GIVEN PROBLEM | Please turn the lines of all the records below into a numbered list, leaving out any blank lines.

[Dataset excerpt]
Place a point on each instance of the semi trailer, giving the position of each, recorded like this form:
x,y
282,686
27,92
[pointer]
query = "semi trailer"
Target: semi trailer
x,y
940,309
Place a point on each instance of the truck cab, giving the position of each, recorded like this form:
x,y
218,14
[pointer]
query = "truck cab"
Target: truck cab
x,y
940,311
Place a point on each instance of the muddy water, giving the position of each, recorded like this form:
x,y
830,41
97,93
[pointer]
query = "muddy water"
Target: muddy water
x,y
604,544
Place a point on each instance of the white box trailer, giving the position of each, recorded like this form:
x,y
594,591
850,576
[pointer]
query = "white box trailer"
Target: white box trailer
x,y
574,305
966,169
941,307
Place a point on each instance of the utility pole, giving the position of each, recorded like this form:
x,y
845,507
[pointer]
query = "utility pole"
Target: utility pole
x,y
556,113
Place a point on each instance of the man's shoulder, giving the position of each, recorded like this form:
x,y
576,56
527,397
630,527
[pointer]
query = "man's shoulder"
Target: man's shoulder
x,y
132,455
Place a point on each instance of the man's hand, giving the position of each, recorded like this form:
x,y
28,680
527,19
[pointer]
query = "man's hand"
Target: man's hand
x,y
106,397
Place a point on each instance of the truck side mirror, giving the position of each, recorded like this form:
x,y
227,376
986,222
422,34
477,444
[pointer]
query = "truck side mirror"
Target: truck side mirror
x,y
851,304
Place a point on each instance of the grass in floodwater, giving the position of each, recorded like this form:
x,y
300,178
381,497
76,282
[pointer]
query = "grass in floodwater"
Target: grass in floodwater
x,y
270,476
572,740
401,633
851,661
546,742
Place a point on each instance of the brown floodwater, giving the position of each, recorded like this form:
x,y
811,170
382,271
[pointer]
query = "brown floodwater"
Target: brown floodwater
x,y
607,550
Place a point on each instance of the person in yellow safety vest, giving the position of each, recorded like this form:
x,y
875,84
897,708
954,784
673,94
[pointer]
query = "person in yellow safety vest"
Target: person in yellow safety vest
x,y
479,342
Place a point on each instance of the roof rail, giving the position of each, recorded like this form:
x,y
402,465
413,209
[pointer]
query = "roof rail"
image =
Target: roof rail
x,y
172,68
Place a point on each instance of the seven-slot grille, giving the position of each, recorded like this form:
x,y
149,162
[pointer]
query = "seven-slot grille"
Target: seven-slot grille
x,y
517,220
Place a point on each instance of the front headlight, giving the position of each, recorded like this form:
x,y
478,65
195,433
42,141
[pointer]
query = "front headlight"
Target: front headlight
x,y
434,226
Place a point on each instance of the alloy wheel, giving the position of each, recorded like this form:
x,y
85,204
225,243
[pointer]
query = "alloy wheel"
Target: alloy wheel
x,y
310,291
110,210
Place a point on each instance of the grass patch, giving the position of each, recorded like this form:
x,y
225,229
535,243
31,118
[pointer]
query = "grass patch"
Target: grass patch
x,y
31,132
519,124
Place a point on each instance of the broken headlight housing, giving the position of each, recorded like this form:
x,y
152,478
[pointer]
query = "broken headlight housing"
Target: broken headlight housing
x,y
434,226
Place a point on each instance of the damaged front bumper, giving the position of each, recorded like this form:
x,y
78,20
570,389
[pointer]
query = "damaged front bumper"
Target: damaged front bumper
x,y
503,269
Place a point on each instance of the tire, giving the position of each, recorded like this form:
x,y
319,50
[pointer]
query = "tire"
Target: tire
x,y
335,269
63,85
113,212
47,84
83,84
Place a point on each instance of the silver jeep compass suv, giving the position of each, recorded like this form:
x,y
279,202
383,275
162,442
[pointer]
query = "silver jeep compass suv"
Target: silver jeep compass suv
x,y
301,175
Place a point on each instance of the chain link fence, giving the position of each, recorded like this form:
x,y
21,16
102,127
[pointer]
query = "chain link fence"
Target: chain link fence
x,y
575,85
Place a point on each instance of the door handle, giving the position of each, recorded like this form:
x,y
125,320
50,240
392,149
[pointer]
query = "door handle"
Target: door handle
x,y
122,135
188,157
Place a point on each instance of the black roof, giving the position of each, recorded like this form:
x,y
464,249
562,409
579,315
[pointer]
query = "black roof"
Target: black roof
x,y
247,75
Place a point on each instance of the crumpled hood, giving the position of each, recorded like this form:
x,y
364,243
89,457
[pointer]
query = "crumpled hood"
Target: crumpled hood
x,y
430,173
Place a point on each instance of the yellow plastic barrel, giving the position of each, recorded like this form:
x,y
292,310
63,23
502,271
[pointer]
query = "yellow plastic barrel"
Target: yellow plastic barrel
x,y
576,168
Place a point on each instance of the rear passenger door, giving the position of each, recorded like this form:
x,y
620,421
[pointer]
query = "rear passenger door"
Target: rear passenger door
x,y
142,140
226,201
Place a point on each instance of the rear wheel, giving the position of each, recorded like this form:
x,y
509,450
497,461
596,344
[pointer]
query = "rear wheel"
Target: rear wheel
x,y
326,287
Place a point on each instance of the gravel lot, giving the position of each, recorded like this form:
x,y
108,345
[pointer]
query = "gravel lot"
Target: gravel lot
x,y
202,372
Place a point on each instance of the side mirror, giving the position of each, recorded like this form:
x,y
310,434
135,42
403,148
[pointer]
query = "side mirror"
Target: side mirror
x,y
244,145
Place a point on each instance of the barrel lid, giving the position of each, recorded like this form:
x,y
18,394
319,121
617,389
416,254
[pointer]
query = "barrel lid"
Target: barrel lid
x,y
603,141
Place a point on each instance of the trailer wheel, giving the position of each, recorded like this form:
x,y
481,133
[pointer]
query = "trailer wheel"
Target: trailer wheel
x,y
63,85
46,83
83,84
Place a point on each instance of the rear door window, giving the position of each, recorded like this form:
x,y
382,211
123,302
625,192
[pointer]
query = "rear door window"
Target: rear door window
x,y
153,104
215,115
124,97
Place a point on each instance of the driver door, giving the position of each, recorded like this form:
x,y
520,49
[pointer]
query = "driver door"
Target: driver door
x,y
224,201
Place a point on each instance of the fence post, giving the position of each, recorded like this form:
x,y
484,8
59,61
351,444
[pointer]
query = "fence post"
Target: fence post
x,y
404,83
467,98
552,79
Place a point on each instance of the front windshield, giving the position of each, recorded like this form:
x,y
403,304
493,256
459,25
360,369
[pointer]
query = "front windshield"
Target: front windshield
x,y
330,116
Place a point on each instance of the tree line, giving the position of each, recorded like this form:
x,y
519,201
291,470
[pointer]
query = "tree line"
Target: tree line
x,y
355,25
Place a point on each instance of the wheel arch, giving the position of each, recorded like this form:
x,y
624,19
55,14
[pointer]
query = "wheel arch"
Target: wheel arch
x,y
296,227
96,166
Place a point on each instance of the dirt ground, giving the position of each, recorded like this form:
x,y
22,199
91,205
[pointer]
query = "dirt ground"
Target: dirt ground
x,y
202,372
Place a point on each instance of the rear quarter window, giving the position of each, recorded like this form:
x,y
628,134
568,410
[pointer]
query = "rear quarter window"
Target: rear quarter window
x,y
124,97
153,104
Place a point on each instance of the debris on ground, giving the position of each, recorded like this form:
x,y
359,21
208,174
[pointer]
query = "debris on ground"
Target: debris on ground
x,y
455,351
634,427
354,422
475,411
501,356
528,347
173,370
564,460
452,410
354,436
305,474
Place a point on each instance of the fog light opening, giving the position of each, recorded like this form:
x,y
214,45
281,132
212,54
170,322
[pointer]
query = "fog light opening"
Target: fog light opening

FINISHED ANSWER |
1. Place a point on each instance of the semi trailer, giving the position of each, recorded like this form:
2. x,y
3. 282,686
4. 27,92
5. [pointer]
6. query = "semi trailer"
7. Target: semi trailer
8. x,y
9. 940,309
10. Place a point on each instance of the truck cab, giving the position of each, recorded like this form:
11. x,y
12. 218,14
13. [pointer]
14. query = "truck cab"
15. Target: truck cab
16. x,y
17. 940,311
18. Place a point on each instance of the muddy water, giving the position of each, recorded like this form:
19. x,y
20. 830,41
21. 97,93
22. [pointer]
23. query = "muddy water"
24. Target: muddy water
25. x,y
26. 604,544
27. Place a point on each instance of the white box trailer, giving the position of each, recorded like this form:
28. x,y
29. 594,591
30. 850,576
31. [pointer]
32. query = "white box trailer"
33. Target: white box trailer
34. x,y
35. 574,305
36. 966,169
37. 941,307
38. Place a point on each instance of the utility pole, giving the position of each, recorded like this form:
39. x,y
40. 845,507
41. [pointer]
42. query = "utility pole"
43. Target: utility pole
44. x,y
45. 556,113
46. Place a point on each instance of the man's shoulder, giving the position of each, recorded like this form:
47. x,y
48. 576,56
49. 527,397
50. 630,527
51. [pointer]
52. query = "man's shoulder"
53. Target: man's shoulder
54. x,y
55. 132,455
56. Place a point on each instance of the man's hand, giving the position of each, recorded like this form:
57. x,y
58. 28,680
59. 527,19
60. [pointer]
61. query = "man's hand"
62. Target: man's hand
63. x,y
64. 106,397
65. Place a point on each instance of the truck side mirror, giving the position of each, recorded like this form:
66. x,y
67. 227,376
68. 986,222
69. 422,34
70. 477,444
71. [pointer]
72. query = "truck side mirror"
73. Target: truck side mirror
74. x,y
75. 851,304
76. Place a point on each instance of the grass in floodwater, giving the position of each, recorded like this form:
77. x,y
78. 300,178
79. 381,497
80. 76,282
81. [pointer]
82. query = "grass in floodwater"
83. Target: grass in floodwater
84. x,y
85. 270,476
86. 572,740
87. 401,633
88. 851,661
89. 546,742
90. Place a point on each instance of the brown floodwater, giving the position of each, recorded like this form:
91. x,y
92. 811,170
93. 382,271
94. [pointer]
95. query = "brown floodwater"
96. Target: brown floodwater
97. x,y
98. 607,550
99. Place a point on each instance of the person in yellow safety vest, giving the position of each, recorded like this form:
100. x,y
101. 875,84
102. 897,708
103. 954,784
104. 673,94
105. [pointer]
106. query = "person in yellow safety vest"
107. Target: person in yellow safety vest
108. x,y
109. 479,342
110. Place a point on each instance of the roof rail, giving the position of each, recorded like this form:
111. x,y
112. 402,465
113. 413,209
114. [pointer]
115. query = "roof rail"
116. image =
117. Target: roof rail
118. x,y
119. 172,68
120. Place a point on each instance of the seven-slot grille, giving the position of each, recorded like this form:
121. x,y
122. 149,162
123. [pointer]
124. query = "seven-slot grille"
125. Target: seven-slot grille
126. x,y
127. 517,220
128. Place a point on each instance of the front headlight, giving the position of each, recorded like this form:
129. x,y
130. 478,65
131. 195,433
132. 42,141
133. [pointer]
134. query = "front headlight"
135. Target: front headlight
136. x,y
137. 434,226
138. Place a point on each instance of the alloy wheel, giving the position of each, recorded like this form:
139. x,y
140. 85,204
141. 225,243
142. [pointer]
143. query = "alloy wheel"
144. Target: alloy wheel
145. x,y
146. 310,291
147. 110,210
148. Place a point on each instance of the grass patch, giving the position of each, recorded like this form:
149. x,y
150. 225,229
151. 535,243
152. 31,118
153. [pointer]
154. query = "grass patch"
155. Target: grass patch
156. x,y
157. 31,132
158. 519,124
159. Place a point on each instance of the broken headlight housing, giving the position of each, recorded like this form:
160. x,y
161. 152,478
162. [pointer]
163. query = "broken headlight housing"
164. Target: broken headlight housing
165. x,y
166. 434,226
167. Place a point on each instance of the damaged front bumper, giving the position of each, recorded like this form:
168. x,y
169. 78,20
170. 570,389
171. [pointer]
172. query = "damaged front bumper"
173. Target: damaged front bumper
174. x,y
175. 503,269
176. Place a point on each instance of the tire, giving the position of each, recorded like this form:
177. x,y
178. 319,50
179. [pointer]
180. query = "tire"
181. Target: tire
182. x,y
183. 335,269
184. 63,85
185. 113,212
186. 47,84
187. 83,84
188. Place a point on each instance of the silver jeep compass suv, giving the position of each, recorded like this form:
189. x,y
190. 279,202
191. 383,275
192. 162,442
193. [pointer]
194. query = "silver jeep compass suv"
195. Target: silver jeep compass suv
196. x,y
197. 301,175
198. Place a point on each instance of the chain link fence, giving the position of each, recorded like this form:
199. x,y
200. 21,16
201. 102,127
202. [pointer]
203. query = "chain link fence"
204. Target: chain link fence
205. x,y
206. 575,85
207. Place a point on each instance of the door handle, giving the position of each, recorded like this form:
208. x,y
209. 125,320
210. 50,240
211. 392,149
212. [pointer]
213. query = "door handle"
214. Target: door handle
215. x,y
216. 122,135
217. 188,157
218. Place a point on each instance of the black roof, giving the position of each, recorded like this form:
219. x,y
220. 464,249
221. 562,409
222. 579,315
223. [pointer]
224. query = "black roof"
225. Target: black roof
226. x,y
227. 247,75
228. Place a point on each instance of the crumpled hood, giving the position of each, recorded like this form:
229. x,y
230. 364,243
231. 89,457
232. [pointer]
233. query = "crumpled hood"
234. Target: crumpled hood
235. x,y
236. 430,173
237. Place a point on each instance of the yellow plastic barrel, giving the position of each, recorded like this form:
238. x,y
239. 292,310
240. 63,23
241. 502,271
242. [pointer]
243. query = "yellow plastic barrel"
244. Target: yellow plastic barrel
245. x,y
246. 576,168
247. Place a point on each instance of the rear passenger door, giving the position of each, recorded like this form:
248. x,y
249. 620,421
250. [pointer]
251. query = "rear passenger door"
252. Target: rear passenger door
253. x,y
254. 142,140
255. 226,201
256. Place a point on each instance of the rear wheel, giving the position of each, recorded like this form:
257. x,y
258. 509,450
259. 497,461
260. 596,344
261. [pointer]
262. query = "rear wheel"
263. Target: rear wheel
264. x,y
265. 326,287
266. Place a point on each instance of the gravel lot, giving the position of each, recorded like this form:
267. x,y
268. 108,345
269. [pointer]
270. query = "gravel lot"
271. Target: gravel lot
272. x,y
273. 202,372
274. Place a point on each instance of the side mirror, giving the position of each, recorded like this form:
275. x,y
276. 310,434
277. 135,42
278. 403,148
279. [pointer]
280. query = "side mirror"
281. Target: side mirror
282. x,y
283. 244,145
284. Place a point on each instance of the barrel lid, giving the position of each, recorded like this form:
285. x,y
286. 18,394
287. 319,121
288. 617,389
289. 416,254
290. [pointer]
291. query = "barrel lid"
292. Target: barrel lid
293. x,y
294. 603,141
295. Place a point on each instance of the trailer wheel, giving the position of each, recorded like this form:
296. x,y
297. 481,133
298. [pointer]
299. query = "trailer wheel"
300. Target: trailer wheel
301. x,y
302. 63,85
303. 46,83
304. 83,84
305. Place a point on each instance of the rear door window, giving the position of each, recorded like this form:
306. x,y
307. 382,211
308. 123,302
309. 625,192
310. [pointer]
311. query = "rear door window"
312. Target: rear door window
313. x,y
314. 153,104
315. 215,115
316. 124,97
317. Place a point on each instance of the driver door, giving the position of each, recorded like this form:
318. x,y
319. 520,49
320. [pointer]
321. query = "driver door"
322. Target: driver door
323. x,y
324. 224,201
325. Place a point on each instance of the fence post, giving the position of each, recorded like this form:
326. x,y
327. 484,8
328. 59,61
329. 351,444
330. [pointer]
331. query = "fence post"
332. Target: fence post
333. x,y
334. 404,83
335. 467,98
336. 552,79
337. Place a point on each instance of the front windshield, giving the position of each, recorded like this form:
338. x,y
339. 403,304
340. 493,256
341. 459,25
342. 360,369
343. [pointer]
344. query = "front windshield"
345. Target: front windshield
346. x,y
347. 330,116
348. Place a point on each instance of the tree line, giving the position of each, recorded like this form:
349. x,y
350. 519,201
351. 291,470
352. [pointer]
353. query = "tree line"
354. Target: tree line
355. x,y
356. 355,25
357. Place a point on each instance of the wheel arch, giving the position of each, recorded like this form:
358. x,y
359. 624,19
360. 55,14
361. [pointer]
362. query = "wheel arch"
363. Target: wheel arch
364. x,y
365. 296,227
366. 96,166
367. Place a point on each instance of the dirt ground, giving the position of each, recorded like this form:
368. x,y
369. 22,199
370. 91,205
371. [pointer]
372. query = "dirt ground"
373. Target: dirt ground
374. x,y
375. 202,372
376. Place a point on each instance of the rear quarter window, giving the position of each, recorded like this form:
377. x,y
378. 628,134
379. 568,410
380. [pointer]
381. query = "rear quarter window"
382. Target: rear quarter window
383. x,y
384. 124,97
385. 153,104
386. Place a point on each instance of the debris on ground, giving the position of each, recorded like this form:
387. x,y
388. 359,21
389. 208,174
390. [pointer]
391. query = "debris on ground"
392. Target: debris on ground
393. x,y
394. 455,351
395. 634,427
396. 354,422
397. 475,411
398. 501,356
399. 528,347
400. 173,370
401. 564,460
402. 452,410
403. 354,436
404. 305,474
405. Place a point on each instance of the fog light opening, giving the position of each, recorded like this form:
406. x,y
407. 214,45
408. 281,132
409. 212,54
410. 170,322
411. [pointer]
412. query = "fog light opening"
413. Target: fog light opening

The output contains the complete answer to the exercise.